═════ ИСХОДНЫЙ ТЕКСТ ═════

Ишь, рассопелись вокруг. Гарнизон, подъём! Главный Сусанин рассвета всё ещё не обещает... Но погуляем знатно! Чудо не замедлило себя долго упрашивать: к Цитадели подорвались абсолютно все. Даже Мерлин, принципиально не прикасающийся к фотоаппарату до быстрорастворимого завтрака. Даже Алик, у которого в это раз вообще не было с собой фотоаппарата. Не беспокоясь об охране снаряжения - нужно быть более чем фанатиком, чтобы пиликать в пять часов утра на Мангуп, в надежде на фанатиков, что расшвыряют где попало драгоценные подношения необещанному рассвету - мы по азимуту вышагнули на дорогу и отправились строго на восток. Впрочем, душу мне точил червячок сомнений, не заложить ли сначала “обзорной” петельки на Элли-Бурун. Смещение точки восприятия, панорама Каралезской долины, обиталище вольных ветров, всё такое...

═════ ПРЕДСТАВЛЕННЫЕ ДАННЫЕ ═════

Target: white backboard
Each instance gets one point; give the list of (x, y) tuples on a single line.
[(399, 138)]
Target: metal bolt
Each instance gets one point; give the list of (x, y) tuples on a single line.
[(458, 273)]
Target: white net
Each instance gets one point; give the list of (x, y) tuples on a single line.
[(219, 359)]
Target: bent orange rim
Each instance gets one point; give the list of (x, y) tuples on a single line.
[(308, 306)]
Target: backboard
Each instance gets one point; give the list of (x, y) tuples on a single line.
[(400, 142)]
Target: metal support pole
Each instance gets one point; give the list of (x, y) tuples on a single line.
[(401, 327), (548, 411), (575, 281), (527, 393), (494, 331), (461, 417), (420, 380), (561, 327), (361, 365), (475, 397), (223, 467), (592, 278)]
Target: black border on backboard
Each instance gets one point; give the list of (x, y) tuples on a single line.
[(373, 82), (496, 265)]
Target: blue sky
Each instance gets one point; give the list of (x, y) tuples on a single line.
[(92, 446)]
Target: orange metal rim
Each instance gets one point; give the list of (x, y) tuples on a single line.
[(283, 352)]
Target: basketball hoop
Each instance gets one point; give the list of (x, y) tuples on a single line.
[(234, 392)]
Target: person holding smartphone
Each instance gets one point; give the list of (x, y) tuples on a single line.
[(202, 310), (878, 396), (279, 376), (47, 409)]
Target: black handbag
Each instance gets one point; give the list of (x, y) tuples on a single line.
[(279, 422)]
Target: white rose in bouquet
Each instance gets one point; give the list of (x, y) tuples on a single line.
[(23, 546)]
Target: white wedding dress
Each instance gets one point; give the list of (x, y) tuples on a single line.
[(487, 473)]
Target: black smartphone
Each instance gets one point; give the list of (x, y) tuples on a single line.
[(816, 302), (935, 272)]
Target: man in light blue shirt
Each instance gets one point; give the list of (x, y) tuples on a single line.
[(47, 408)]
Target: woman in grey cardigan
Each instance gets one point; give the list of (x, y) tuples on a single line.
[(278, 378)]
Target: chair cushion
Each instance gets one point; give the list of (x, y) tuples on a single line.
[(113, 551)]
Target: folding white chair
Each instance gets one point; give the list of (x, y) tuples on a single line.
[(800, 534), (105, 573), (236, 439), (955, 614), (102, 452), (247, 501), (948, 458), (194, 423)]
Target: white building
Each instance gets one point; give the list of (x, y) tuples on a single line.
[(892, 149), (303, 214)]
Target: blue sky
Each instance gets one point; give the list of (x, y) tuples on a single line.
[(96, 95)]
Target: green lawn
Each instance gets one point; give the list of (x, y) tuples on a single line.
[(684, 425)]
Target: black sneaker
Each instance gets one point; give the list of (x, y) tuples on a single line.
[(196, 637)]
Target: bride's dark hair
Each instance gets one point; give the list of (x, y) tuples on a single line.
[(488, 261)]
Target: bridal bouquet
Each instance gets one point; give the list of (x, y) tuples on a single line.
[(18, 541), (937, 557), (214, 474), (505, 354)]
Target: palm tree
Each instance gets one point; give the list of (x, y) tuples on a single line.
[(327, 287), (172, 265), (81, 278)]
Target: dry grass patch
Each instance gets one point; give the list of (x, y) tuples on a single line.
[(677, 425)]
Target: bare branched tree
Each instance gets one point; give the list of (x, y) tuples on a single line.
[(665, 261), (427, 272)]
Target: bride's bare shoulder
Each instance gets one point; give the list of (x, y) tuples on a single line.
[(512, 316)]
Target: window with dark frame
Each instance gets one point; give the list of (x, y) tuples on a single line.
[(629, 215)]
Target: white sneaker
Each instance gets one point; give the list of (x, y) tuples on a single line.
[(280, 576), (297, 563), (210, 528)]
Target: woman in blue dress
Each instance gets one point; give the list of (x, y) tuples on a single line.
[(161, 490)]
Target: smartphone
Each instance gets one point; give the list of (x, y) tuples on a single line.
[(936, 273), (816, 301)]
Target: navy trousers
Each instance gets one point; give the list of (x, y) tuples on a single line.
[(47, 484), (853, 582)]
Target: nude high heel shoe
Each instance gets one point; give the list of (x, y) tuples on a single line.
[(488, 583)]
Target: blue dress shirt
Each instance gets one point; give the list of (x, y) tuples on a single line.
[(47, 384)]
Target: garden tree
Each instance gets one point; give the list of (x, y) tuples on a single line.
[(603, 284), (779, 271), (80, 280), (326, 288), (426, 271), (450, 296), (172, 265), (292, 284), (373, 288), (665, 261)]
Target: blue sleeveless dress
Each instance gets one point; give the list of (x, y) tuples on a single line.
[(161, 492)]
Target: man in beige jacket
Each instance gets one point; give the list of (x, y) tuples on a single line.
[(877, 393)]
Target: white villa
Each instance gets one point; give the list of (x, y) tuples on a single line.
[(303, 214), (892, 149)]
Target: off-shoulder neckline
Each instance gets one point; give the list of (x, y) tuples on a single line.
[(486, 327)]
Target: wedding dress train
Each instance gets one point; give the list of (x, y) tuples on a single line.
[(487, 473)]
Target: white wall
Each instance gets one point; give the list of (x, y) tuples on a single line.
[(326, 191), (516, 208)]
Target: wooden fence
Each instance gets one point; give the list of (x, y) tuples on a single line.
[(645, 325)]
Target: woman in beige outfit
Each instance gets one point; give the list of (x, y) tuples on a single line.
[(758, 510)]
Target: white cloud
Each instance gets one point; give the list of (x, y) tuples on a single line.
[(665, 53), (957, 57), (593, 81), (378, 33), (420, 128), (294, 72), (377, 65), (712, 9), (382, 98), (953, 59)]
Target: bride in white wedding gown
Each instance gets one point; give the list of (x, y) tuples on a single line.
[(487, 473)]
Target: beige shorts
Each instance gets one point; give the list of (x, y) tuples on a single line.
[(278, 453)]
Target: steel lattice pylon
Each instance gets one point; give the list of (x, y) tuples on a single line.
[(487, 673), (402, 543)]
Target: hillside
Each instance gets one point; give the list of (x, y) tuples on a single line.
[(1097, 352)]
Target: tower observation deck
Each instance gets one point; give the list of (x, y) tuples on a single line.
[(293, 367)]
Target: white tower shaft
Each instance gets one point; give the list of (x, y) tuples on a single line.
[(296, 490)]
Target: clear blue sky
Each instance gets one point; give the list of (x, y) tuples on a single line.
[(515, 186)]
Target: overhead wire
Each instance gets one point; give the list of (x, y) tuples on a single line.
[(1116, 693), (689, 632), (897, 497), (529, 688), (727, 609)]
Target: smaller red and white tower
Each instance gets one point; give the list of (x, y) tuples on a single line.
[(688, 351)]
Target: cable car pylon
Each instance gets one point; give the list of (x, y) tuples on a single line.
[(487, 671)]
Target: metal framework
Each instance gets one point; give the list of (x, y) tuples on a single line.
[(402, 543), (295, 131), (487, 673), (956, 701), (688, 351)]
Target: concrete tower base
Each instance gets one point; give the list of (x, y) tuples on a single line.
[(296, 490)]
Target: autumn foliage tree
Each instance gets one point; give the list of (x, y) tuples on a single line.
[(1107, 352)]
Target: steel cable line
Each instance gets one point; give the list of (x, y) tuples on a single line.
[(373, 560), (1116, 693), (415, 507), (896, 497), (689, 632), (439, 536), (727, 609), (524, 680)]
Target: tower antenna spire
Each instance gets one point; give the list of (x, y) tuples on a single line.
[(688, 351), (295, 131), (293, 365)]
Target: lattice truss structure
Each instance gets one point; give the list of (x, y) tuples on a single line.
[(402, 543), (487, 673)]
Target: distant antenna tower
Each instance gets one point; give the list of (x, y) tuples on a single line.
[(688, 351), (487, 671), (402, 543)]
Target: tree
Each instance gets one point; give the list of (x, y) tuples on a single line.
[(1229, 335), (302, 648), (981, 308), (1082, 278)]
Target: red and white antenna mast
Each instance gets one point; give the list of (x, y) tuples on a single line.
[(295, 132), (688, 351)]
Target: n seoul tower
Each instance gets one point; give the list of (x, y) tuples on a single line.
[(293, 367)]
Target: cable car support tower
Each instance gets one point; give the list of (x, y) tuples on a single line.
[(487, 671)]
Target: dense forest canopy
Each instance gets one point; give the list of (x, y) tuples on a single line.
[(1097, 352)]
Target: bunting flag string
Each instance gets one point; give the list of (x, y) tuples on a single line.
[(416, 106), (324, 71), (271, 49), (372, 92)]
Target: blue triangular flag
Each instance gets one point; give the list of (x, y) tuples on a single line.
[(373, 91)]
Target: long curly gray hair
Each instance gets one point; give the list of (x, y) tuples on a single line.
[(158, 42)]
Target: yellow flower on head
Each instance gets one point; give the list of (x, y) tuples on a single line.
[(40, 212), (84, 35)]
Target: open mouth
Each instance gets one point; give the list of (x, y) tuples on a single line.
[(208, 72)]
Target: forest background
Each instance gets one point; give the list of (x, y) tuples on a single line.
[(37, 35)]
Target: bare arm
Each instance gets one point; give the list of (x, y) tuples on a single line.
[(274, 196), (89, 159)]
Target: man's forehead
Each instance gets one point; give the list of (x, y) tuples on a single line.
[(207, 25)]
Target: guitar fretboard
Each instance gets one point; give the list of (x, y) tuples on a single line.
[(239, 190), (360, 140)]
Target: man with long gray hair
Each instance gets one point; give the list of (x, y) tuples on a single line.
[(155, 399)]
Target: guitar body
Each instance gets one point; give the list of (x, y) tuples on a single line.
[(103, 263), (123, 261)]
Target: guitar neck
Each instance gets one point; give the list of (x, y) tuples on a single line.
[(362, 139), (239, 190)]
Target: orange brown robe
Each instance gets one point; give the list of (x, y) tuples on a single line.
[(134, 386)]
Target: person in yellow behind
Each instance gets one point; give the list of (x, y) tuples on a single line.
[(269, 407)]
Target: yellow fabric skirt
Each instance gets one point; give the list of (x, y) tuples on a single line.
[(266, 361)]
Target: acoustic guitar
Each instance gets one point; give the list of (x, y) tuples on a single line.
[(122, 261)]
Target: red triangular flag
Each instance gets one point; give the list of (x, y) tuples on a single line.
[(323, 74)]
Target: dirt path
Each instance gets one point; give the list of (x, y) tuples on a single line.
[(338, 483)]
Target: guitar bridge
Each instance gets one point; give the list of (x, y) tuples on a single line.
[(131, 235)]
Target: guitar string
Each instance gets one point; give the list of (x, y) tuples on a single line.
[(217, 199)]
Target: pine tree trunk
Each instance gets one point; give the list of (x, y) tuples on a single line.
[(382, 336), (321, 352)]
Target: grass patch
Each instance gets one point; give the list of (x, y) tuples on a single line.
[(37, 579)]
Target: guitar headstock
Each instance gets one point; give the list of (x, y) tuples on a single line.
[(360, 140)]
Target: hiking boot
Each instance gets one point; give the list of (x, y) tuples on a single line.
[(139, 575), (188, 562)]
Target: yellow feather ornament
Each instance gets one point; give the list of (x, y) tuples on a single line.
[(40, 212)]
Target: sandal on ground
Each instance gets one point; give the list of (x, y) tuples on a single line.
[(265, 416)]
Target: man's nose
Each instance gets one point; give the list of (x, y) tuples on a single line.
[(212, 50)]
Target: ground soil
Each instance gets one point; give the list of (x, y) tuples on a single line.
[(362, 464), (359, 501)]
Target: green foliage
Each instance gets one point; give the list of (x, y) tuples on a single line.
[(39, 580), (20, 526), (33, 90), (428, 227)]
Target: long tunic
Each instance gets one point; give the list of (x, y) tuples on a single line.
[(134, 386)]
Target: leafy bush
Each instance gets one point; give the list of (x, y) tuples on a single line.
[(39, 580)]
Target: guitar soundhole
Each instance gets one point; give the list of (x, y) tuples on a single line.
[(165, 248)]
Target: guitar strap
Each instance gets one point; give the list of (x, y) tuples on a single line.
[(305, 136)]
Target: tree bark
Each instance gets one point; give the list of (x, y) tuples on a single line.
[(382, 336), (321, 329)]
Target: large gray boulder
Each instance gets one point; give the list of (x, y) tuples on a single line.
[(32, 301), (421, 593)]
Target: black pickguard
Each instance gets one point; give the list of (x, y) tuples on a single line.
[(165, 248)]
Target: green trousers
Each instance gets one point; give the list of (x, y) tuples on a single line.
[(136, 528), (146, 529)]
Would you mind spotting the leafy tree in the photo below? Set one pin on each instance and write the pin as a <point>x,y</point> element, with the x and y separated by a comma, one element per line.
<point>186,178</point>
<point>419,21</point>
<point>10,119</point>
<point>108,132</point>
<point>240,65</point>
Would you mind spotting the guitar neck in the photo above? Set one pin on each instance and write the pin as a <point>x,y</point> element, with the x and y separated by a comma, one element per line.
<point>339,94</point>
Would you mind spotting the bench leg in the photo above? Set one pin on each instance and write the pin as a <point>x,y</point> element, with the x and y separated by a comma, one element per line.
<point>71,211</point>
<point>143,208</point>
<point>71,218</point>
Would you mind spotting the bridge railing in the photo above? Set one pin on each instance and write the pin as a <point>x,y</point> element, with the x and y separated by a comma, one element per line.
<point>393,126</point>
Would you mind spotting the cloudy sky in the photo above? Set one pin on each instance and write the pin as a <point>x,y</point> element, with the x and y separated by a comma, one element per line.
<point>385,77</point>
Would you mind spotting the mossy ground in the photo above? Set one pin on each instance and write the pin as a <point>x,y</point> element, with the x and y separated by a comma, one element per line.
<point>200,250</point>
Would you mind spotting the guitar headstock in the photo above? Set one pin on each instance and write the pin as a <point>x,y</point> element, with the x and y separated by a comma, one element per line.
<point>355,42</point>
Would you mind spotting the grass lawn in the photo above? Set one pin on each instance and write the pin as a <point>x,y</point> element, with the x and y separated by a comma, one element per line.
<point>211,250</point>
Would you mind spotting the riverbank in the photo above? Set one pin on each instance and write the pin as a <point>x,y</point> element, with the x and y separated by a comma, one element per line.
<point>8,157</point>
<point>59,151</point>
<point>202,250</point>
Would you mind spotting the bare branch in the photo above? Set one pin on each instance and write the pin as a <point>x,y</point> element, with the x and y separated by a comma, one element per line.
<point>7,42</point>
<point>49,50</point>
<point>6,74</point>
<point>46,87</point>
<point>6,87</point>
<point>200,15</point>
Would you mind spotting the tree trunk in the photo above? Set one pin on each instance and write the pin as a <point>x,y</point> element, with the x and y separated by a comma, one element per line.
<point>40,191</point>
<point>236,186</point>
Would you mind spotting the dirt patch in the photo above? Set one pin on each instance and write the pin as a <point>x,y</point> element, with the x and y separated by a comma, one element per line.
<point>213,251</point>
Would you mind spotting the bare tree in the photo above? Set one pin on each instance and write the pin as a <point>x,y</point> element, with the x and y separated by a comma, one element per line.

═════

ЗАДАНИЯ |
- 1) Повторите без изменений отрывок из исходного текста между словами "Ишь, рассопелись вокруг." и "ветров, всё такое..." включительно.
- 2) Пожалуйста, продублируйте без изменений строки записей между строкой, содержащей "Target: bare arm", и строкой, содержащей "[(217, 199)]", включительно.

ОТВЕТЫ |
- 1)
Ишь, рассопелись вокруг. Гарнизон, подъём! Главный Сусанин рассвета всё ещё не обещает... Но погуляем знатно! Чудо не замедлило себя долго упрашивать: к Цитадели подорвались абсолютно все. Даже Мерлин, принципиально не прикасающийся к фотоаппарату до быстрорастворимого завтрака. Даже Алик, у которого в это раз вообще не было с собой фотоаппарата. Не беспокоясь об охране снаряжения - нужно быть более чем фанатиком, чтобы пиликать в пять часов утра на Мангуп, в надежде на фанатиков, что расшвыряют где попало драгоценные подношения необещанному рассвету - мы по азимуту вышагнули на дорогу и отправились строго на восток. Впрочем, душу мне точил червячок сомнений, не заложить ли сначала “обзорной” петельки на Элли-Бурун. Смещение точки восприятия, панорама Каралезской долины, обиталище вольных ветров, всё такое...

- 2)
Target: bare arm
Each instance gets one point; give the list of (x, y) tuples on a single line.
[(274, 196), (89, 159)]
Target: man's forehead
Each instance gets one point; give the list of (x, y) tuples on a single line.
[(207, 25)]
Target: guitar fretboard
Each instance gets one point; give the list of (x, y) tuples on a single line.
[(239, 190), (360, 140)]
Target: man with long gray hair
Each instance gets one point; give the list of (x, y) tuples on a single line.
[(155, 399)]
Target: guitar body
Each instance gets one point; give the list of (x, y) tuples on a single line.
[(103, 263), (123, 261)]
Target: guitar neck
Each instance gets one point; give the list of (x, y) tuples on a single line.
[(362, 139), (239, 190)]
Target: orange brown robe
Each instance gets one point; give the list of (x, y) tuples on a single line.
[(134, 386)]
Target: person in yellow behind
Each instance gets one point; give the list of (x, y) tuples on a single line.
[(269, 407)]
Target: yellow fabric skirt
Each instance gets one point; give the list of (x, y) tuples on a single line.
[(266, 361)]
Target: acoustic guitar
Each instance gets one point; give the list of (x, y) tuples on a single line.
[(122, 261)]
Target: red triangular flag
Each instance gets one point; give the list of (x, y) tuples on a single line.
[(323, 74)]
Target: dirt path
Each instance gets one point; give the list of (x, y) tuples on a single line.
[(338, 483)]
Target: guitar bridge
Each instance gets one point; give the list of (x, y) tuples on a single line.
[(131, 235)]
Target: guitar string
Each instance gets one point; give the list of (x, y) tuples on a single line.
[(217, 199)]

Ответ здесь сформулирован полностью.